[Dataset excerpts — start]

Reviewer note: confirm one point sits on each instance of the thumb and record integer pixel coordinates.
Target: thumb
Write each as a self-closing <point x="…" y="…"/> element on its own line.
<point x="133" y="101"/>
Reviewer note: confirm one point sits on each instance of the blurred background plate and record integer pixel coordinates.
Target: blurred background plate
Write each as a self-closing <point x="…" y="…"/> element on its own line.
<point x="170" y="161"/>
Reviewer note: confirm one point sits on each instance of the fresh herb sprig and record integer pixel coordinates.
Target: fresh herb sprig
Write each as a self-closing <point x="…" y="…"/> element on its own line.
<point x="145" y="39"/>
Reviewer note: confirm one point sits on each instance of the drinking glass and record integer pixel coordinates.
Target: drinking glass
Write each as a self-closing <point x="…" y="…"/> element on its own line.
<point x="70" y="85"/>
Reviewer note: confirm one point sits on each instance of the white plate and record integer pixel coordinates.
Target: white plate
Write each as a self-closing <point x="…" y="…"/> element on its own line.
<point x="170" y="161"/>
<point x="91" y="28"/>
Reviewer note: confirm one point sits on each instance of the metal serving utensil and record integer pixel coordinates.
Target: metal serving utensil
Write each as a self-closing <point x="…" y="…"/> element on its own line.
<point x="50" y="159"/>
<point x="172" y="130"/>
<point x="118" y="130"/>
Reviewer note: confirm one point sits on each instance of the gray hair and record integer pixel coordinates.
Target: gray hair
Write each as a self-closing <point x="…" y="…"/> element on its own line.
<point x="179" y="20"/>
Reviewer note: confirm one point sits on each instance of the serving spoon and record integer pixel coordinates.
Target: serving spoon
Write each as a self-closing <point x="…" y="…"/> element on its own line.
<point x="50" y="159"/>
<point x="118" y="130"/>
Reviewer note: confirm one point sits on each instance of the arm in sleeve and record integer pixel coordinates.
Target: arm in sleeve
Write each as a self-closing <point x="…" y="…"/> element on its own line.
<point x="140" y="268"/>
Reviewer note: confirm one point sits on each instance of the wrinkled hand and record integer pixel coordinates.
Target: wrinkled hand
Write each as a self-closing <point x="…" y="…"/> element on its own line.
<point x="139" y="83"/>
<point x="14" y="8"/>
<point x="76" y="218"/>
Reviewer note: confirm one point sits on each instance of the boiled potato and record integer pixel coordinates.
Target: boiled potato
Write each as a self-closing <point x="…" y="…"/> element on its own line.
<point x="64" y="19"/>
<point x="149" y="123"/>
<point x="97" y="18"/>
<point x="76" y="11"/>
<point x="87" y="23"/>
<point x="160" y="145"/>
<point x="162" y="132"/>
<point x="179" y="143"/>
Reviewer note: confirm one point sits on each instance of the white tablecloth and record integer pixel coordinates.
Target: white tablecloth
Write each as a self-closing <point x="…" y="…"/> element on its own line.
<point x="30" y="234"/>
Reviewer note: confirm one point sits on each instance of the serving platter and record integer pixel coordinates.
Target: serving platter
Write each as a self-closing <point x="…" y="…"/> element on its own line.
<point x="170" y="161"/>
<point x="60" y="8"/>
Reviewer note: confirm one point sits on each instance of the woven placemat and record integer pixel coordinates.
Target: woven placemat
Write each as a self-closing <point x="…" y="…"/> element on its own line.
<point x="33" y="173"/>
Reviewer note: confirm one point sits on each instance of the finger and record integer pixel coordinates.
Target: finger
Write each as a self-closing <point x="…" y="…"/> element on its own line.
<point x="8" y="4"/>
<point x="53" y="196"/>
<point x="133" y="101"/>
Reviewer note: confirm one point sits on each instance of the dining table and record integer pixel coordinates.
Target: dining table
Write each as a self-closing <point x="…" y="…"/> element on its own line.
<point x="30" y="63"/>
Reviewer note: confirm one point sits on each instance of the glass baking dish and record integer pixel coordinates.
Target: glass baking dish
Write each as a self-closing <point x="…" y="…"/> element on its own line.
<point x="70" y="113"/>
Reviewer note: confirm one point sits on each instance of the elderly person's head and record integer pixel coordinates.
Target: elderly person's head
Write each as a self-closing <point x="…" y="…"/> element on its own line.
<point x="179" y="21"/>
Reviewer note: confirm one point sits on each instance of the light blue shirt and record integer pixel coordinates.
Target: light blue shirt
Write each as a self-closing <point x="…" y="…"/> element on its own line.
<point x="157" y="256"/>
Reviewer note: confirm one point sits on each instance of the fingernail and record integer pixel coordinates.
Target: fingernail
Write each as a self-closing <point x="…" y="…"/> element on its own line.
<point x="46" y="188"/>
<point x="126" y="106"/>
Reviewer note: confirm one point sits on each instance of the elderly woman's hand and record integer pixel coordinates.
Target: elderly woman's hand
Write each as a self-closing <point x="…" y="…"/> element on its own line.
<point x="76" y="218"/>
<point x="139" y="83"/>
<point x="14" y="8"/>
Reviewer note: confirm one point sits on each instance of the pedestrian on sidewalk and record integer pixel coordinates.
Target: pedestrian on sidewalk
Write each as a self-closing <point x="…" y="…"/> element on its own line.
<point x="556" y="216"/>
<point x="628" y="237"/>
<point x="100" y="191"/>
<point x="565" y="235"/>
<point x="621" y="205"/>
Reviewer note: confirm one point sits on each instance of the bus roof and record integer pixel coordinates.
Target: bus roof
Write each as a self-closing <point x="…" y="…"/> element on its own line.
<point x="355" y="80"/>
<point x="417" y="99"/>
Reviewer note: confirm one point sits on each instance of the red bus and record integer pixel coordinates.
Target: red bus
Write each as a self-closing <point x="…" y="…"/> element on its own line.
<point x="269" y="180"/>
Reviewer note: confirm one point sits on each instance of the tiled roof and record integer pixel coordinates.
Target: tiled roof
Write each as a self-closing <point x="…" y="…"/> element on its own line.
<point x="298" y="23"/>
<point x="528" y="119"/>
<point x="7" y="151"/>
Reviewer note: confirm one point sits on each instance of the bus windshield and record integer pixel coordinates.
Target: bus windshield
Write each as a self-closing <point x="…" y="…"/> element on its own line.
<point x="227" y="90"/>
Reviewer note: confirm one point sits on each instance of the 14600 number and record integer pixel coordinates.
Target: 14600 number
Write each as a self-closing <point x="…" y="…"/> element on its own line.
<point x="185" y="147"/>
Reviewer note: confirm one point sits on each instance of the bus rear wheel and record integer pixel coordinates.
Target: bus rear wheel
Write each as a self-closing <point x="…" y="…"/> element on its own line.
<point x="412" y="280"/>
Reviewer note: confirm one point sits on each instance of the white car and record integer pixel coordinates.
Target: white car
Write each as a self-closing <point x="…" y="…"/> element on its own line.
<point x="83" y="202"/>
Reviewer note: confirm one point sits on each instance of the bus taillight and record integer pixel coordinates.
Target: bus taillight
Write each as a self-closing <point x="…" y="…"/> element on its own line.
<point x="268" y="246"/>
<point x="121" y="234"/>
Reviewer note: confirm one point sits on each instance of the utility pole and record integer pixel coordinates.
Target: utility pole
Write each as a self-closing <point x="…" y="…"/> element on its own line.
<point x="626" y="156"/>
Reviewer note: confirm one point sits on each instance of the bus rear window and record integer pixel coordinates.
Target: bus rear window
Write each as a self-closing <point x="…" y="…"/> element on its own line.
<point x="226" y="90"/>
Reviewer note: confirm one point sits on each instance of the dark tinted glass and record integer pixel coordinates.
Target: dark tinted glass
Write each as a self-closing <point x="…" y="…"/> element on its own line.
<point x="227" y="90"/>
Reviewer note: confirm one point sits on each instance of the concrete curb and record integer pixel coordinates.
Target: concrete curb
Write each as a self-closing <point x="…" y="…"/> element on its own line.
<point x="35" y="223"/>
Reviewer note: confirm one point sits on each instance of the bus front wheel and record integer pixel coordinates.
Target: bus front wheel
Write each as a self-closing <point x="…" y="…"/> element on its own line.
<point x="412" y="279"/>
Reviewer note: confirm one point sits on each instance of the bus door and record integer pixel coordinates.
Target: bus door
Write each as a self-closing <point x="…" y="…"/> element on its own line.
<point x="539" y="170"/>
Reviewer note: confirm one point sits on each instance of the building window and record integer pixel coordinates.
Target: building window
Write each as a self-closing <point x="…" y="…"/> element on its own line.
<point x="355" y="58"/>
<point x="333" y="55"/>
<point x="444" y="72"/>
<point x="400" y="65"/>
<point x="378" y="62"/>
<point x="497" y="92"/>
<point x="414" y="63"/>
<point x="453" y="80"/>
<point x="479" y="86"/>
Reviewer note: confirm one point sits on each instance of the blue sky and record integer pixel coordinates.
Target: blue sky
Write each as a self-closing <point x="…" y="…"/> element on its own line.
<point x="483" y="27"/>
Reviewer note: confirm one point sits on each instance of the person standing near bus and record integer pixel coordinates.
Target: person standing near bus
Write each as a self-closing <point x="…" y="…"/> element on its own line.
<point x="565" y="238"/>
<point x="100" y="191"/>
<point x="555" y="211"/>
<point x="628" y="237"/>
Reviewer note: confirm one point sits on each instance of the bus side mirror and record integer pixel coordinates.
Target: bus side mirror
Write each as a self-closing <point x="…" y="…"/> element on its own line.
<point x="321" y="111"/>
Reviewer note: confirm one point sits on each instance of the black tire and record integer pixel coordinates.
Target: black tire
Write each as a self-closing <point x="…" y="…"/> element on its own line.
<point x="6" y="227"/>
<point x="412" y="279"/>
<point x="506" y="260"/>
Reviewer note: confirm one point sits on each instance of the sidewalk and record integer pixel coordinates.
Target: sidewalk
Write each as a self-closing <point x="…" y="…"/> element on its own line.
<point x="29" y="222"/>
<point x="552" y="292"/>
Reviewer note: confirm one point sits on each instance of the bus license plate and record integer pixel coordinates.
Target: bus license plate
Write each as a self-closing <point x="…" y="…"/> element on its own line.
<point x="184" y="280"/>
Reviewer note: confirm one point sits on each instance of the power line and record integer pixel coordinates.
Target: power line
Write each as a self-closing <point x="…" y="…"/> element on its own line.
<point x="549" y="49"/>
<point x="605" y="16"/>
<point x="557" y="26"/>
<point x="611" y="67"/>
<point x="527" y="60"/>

[Dataset excerpts — finish]

## Problem statement
Set down verbatim only the lines between the start of the data above and the line with "Target: white plate", both boundaries included.

## Result for this task
Reviewer note: confirm one point sits on each instance of the thumb and record integer pixel coordinates.
Target: thumb
Write each as a self-closing <point x="…" y="…"/> element on its own line.
<point x="133" y="101"/>
Reviewer note: confirm one point sits on each instance of the blurred background plate and record integer pixel coordinates.
Target: blurred background plate
Write each as a self-closing <point x="…" y="…"/> element on its own line.
<point x="170" y="161"/>
Reviewer note: confirm one point sits on each instance of the fresh herb sprig and record integer pixel coordinates.
Target: fresh herb sprig
Write each as a self-closing <point x="…" y="…"/> element on its own line.
<point x="145" y="39"/>
Reviewer note: confirm one point sits on each instance of the drinking glass and record integer pixel coordinates.
Target: drinking glass
Write each as a self-closing <point x="…" y="…"/> element on its own line.
<point x="70" y="85"/>
Reviewer note: confirm one point sits on each instance of the white plate and record integer pixel coordinates.
Target: white plate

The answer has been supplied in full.